Please update the rows in the stretch from "In this exercise you will indicate the gray cloth" through "Query: gray cloth inside boat" by changing "gray cloth" to "tan cloth" and leaving everything else unchanged. Give back only those lines.

[Dataset rows]
•••••

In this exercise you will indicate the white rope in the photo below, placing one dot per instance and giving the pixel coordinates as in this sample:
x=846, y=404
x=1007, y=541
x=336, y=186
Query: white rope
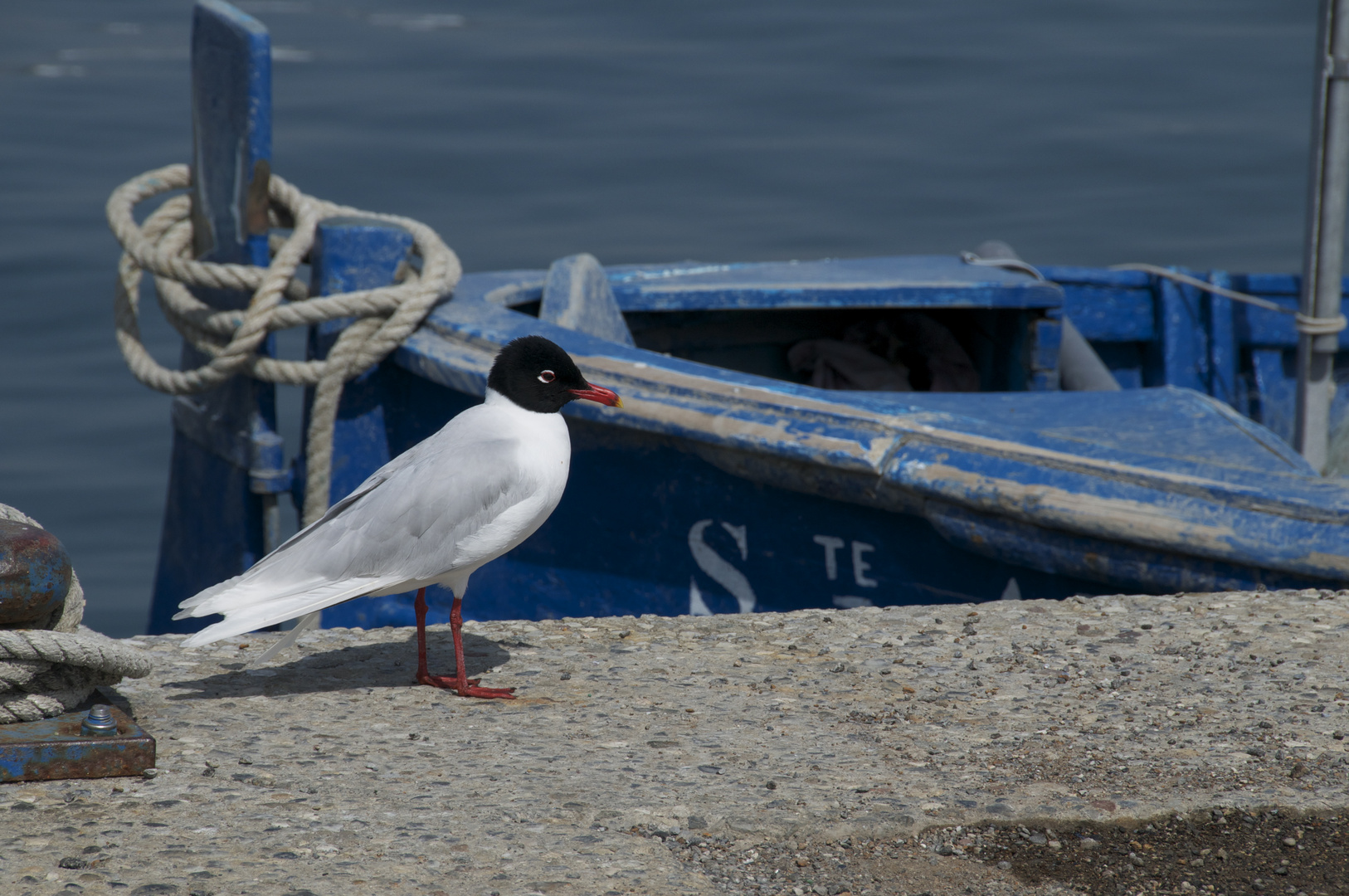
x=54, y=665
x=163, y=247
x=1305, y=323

•••••

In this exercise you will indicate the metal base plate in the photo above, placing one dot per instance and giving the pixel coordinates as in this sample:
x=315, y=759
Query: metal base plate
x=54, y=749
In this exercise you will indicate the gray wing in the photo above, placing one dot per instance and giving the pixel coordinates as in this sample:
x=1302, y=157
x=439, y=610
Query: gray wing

•••••

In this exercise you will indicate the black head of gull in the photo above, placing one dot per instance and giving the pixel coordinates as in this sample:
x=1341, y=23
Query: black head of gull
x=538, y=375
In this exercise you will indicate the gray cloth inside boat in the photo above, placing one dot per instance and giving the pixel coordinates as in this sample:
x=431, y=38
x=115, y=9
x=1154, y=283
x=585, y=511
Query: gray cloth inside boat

•••••

The solution:
In this exercise you will indicate the tan cloth inside boat in the photo above, placing one dot per instance and giving the pixel coordinates as in this sample:
x=431, y=38
x=115, y=9
x=1154, y=283
x=585, y=511
Query: tan cloth inside boat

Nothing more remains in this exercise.